# WHAT THIS TASK INVOLVES
Copy every line of the listing below verbatim, omitting the picture.

(Extracted listing)

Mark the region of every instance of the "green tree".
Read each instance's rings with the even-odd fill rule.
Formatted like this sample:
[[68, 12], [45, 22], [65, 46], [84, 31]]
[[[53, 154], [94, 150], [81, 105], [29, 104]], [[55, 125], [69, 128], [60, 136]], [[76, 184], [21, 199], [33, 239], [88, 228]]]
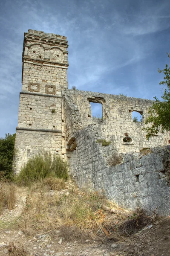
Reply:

# ANSWER TO THE TASK
Mark the region of every instance of the "green tree".
Read each instance's rings with the even-odd fill rule.
Formatted like this sample:
[[68, 12], [45, 22], [65, 46], [84, 31]]
[[[53, 154], [94, 150], [81, 105], [29, 104]], [[55, 125], [69, 128], [60, 136]], [[76, 184], [21, 199], [33, 239], [88, 228]]]
Reply:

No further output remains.